■ Task brief ■
Copy the counterfeit charger report from "One of the tests" through "CTSI chief executive.", swapping "electrical goods" for "electrical products".

══ Document passage ══

The Chartered Trading Standards Institute (CTSI), a not-for-profit membership organisation for supporting and representing trading standards professionals, conducted a test on 400 counterfeit Apple chargers from suppliers around the world, including the US, China and Australia.
The result was alarming: only 3 chargers from 400 succeeded to pass a basic safety test.
One of the tests consisted in high voltages applied to the chargers to check the insulation. Three units from 400 presented risks for electric shocks.
This comes after Apple sued a manufacturer, back in October, for selling counterfeit power adapters and charging cables through Amazon.
A separate operation found that of 3,019 electrical goods bought second hand, 15% were non-compliant.
“Only buy second-hand electrical goods that have been tested and only buy online electrical goods from trusted suppliers. It might cost a few pounds more but counterfeit and second-hand goods are an unknown entity that could cost you your home or even your life, or the life of a loved-one”, said Leon Livermore, CTSI chief executive.

═══
══ Record extracts ══

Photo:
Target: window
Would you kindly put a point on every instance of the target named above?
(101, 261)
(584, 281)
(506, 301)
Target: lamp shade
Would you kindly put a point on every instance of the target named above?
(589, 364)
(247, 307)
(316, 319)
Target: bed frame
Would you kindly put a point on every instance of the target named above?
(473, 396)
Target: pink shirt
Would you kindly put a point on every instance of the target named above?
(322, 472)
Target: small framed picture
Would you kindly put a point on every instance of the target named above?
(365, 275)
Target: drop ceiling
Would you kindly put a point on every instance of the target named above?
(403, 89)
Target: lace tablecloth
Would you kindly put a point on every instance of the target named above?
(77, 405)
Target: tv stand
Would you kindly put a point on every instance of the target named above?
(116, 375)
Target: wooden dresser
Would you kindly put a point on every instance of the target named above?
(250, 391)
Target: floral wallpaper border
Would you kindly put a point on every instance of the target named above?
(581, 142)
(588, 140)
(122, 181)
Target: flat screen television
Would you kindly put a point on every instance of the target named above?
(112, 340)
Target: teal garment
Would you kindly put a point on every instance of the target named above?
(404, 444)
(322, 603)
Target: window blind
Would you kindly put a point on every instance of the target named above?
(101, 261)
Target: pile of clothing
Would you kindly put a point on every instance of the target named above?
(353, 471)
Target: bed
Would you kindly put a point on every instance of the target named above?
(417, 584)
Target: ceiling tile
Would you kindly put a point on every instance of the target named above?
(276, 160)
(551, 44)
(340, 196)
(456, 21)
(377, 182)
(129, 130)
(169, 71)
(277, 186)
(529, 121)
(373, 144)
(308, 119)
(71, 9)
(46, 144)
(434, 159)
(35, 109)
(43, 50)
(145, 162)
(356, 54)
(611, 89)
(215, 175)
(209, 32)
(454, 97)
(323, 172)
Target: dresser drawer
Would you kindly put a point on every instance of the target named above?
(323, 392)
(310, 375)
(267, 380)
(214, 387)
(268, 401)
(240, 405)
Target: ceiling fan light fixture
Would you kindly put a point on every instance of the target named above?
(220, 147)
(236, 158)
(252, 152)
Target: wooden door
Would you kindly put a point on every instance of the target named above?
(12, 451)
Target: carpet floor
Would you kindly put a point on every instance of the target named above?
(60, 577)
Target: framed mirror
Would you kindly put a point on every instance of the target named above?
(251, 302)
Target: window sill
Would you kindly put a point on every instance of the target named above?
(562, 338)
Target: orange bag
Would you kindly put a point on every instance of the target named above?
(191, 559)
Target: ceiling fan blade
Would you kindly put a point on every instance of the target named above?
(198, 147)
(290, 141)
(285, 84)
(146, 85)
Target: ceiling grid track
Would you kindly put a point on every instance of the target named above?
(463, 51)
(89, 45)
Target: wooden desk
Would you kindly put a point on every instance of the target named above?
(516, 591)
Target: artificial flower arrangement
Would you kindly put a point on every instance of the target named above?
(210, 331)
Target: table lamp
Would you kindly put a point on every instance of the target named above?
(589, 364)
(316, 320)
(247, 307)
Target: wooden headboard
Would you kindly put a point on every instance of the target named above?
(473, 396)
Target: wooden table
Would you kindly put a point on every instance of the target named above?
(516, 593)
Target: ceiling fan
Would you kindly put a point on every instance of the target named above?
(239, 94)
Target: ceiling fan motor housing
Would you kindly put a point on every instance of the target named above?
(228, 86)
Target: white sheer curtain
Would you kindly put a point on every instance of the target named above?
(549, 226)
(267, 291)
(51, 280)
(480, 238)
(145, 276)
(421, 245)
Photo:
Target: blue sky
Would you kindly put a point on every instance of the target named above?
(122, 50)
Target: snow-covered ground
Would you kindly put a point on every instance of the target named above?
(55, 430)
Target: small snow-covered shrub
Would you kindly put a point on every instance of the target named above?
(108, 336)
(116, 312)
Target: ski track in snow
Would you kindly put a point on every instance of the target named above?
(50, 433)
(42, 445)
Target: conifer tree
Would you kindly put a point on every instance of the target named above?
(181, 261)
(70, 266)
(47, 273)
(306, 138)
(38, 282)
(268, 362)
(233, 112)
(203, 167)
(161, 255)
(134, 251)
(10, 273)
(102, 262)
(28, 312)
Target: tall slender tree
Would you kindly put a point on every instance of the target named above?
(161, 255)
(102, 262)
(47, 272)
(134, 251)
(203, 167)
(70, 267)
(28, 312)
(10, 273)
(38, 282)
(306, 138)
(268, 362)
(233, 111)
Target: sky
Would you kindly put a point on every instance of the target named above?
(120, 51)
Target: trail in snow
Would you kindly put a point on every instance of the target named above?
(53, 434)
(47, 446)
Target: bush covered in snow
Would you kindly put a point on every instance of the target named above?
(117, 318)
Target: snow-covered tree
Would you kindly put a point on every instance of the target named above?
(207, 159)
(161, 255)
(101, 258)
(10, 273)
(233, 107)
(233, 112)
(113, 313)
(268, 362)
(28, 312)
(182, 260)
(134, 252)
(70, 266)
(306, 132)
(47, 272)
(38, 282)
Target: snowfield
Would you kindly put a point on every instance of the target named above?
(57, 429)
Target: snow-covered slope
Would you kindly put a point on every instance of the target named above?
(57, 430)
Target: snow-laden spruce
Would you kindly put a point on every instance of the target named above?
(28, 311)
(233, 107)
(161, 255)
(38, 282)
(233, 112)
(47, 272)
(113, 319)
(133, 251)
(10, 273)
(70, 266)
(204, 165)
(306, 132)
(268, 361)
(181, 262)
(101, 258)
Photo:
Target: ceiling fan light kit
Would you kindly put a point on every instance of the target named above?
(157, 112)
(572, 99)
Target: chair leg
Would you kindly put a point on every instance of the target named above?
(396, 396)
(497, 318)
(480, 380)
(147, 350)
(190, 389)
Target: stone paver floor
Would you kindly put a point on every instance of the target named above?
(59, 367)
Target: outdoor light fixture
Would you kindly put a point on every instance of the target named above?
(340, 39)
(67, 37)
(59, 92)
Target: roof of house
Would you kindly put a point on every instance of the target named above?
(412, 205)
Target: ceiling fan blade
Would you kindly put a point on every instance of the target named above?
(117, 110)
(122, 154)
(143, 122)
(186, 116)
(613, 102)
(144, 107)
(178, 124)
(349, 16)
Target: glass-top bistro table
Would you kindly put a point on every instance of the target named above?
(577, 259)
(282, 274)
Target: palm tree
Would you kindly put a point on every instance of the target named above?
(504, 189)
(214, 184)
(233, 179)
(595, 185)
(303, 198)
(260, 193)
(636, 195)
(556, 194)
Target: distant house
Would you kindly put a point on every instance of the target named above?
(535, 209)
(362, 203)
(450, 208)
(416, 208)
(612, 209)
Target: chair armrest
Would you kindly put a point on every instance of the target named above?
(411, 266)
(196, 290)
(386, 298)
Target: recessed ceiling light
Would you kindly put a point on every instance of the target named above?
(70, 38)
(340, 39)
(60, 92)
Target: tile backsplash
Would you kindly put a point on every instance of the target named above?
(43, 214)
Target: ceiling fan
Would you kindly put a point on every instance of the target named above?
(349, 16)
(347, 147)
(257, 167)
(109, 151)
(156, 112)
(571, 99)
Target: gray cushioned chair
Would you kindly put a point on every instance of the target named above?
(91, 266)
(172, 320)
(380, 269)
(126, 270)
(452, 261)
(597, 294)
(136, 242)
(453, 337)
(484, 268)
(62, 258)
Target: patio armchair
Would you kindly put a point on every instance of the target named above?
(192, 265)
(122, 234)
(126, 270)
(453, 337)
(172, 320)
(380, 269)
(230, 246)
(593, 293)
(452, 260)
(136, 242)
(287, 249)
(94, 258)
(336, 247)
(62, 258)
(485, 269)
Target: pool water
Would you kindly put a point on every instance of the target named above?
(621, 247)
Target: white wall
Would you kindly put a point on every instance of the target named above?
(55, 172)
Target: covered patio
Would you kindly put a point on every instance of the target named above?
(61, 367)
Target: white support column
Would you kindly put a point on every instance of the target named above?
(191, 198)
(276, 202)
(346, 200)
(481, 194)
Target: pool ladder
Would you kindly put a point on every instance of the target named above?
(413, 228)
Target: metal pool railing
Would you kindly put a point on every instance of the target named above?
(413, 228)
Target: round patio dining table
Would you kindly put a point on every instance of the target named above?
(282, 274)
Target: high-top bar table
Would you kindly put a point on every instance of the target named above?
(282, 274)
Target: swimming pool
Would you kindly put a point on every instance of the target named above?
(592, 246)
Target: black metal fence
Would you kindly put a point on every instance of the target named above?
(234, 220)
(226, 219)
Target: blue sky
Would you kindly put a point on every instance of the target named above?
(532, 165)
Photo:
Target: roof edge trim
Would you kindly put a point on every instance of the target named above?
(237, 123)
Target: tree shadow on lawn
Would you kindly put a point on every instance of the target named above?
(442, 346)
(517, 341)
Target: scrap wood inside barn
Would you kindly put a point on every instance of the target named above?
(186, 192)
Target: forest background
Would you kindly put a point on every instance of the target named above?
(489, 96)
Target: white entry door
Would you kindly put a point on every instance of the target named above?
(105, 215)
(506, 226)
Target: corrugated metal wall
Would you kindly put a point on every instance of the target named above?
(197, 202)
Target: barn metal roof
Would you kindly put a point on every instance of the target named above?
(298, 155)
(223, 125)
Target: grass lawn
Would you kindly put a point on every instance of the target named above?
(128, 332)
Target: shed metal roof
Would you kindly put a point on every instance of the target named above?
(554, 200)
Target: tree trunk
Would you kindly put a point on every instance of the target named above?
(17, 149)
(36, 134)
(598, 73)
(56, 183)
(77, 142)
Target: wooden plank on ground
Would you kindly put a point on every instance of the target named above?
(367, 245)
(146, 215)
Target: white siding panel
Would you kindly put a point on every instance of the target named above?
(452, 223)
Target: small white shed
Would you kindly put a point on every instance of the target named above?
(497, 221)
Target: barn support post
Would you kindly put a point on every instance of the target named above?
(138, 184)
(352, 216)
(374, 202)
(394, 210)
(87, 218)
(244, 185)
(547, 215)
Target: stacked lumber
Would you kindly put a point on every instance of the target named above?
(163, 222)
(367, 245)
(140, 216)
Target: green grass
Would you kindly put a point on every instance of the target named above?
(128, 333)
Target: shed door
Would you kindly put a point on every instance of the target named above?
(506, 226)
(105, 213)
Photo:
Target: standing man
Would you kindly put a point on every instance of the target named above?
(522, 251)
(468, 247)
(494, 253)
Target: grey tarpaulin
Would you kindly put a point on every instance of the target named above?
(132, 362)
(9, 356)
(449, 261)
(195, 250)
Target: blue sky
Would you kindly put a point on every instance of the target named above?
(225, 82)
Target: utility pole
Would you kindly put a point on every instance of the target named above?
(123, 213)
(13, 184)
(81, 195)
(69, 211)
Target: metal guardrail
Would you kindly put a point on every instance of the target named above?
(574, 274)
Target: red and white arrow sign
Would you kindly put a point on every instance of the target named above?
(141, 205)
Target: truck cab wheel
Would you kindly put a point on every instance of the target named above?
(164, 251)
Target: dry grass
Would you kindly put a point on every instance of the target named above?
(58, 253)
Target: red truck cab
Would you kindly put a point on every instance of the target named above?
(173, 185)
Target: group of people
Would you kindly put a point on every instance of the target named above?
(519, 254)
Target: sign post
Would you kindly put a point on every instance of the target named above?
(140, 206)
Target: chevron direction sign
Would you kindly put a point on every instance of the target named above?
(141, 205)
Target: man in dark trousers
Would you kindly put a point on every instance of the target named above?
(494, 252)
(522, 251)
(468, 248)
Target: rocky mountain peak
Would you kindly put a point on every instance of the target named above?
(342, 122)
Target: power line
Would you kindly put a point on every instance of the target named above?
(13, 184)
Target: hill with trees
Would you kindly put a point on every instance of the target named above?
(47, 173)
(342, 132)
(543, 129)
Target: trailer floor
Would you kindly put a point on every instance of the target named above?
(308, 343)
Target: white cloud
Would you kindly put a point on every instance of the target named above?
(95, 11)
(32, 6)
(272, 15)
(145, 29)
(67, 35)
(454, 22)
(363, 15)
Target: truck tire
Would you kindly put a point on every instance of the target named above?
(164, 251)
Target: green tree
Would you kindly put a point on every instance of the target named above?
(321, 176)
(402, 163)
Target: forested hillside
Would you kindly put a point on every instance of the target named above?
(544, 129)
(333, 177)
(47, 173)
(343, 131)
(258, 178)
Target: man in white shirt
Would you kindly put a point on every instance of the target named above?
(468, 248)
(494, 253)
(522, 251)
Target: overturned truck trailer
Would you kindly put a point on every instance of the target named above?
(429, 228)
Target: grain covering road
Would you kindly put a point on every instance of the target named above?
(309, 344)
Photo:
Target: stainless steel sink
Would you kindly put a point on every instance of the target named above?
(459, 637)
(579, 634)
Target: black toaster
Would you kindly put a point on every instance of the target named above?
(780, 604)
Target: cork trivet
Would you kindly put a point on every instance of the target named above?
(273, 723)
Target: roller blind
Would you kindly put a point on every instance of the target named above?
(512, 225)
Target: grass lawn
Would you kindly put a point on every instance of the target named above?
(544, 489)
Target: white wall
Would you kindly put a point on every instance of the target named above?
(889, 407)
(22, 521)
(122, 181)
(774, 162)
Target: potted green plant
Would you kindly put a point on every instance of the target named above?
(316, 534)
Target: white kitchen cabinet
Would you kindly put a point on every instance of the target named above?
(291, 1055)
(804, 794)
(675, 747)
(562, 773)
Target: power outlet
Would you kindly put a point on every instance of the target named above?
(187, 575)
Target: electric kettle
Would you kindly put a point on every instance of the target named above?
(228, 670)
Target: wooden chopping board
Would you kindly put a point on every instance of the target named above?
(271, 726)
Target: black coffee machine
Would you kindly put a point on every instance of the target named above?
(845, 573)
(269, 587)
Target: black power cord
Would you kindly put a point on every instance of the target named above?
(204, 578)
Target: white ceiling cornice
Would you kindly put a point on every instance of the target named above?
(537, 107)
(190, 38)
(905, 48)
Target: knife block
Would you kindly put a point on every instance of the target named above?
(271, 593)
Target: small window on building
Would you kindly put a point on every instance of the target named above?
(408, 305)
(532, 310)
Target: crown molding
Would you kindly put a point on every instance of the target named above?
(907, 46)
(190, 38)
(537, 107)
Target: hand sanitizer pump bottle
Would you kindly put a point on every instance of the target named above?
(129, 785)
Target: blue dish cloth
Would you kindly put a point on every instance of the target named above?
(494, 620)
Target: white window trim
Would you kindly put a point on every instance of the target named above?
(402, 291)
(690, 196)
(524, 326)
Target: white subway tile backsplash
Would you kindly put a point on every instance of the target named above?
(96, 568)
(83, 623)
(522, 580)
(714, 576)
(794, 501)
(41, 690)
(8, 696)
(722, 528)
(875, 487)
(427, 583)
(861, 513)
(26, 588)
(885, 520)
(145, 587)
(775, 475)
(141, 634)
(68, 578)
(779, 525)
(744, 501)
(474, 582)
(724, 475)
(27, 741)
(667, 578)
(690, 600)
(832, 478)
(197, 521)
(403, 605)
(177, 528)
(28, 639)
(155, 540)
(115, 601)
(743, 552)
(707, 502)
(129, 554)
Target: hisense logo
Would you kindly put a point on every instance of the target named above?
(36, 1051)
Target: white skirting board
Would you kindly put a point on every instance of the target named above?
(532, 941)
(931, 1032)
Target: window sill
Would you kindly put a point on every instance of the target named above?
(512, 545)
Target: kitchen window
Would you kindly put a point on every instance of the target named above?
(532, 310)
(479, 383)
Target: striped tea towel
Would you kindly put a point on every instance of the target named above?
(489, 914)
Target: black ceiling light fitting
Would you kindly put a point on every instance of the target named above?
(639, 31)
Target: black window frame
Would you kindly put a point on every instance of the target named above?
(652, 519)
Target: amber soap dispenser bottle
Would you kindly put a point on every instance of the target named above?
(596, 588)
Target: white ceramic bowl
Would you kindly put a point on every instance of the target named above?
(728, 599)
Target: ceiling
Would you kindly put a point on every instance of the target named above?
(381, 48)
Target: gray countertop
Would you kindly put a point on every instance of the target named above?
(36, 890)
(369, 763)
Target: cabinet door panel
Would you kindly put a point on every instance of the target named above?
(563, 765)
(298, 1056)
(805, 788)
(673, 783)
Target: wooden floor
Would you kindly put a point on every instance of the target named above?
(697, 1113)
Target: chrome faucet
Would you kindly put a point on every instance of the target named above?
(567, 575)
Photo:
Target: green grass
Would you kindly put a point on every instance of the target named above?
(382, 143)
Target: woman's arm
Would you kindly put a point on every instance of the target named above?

═══

■ Answer to this task ■
One of the tests consisted in high voltages applied to the chargers to check the insulation. Three units from 400 presented risks for electric shocks.
This comes after Apple sued a manufacturer, back in October, for selling counterfeit power adapters and charging cables through Amazon.
A separate operation found that of 3,019 electrical products bought second hand, 15% were non-compliant.
“Only buy second-hand electrical products that have been tested and only buy online electrical products from trusted suppliers. It might cost a few pounds more but counterfeit and second-hand goods are an unknown entity that could cost you your home or even your life, or the life of a loved-one”, said Leon Livermore, CTSI chief executive.